▶ **Short exercise**: Rewrite the data below, substituting "inked date" for every occurrence of "handwritten date" and leaving everything else unchanged.

BEGIN Raw records

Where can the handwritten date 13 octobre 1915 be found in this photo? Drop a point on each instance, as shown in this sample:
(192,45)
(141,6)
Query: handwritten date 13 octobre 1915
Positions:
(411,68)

END Raw records

▶ **Solution to the exercise**:
Where can the inked date 13 octobre 1915 be found in this photo? Drop a point on each instance, as shown in this sample:
(192,45)
(141,6)
Query: inked date 13 octobre 1915
Positions:
(411,68)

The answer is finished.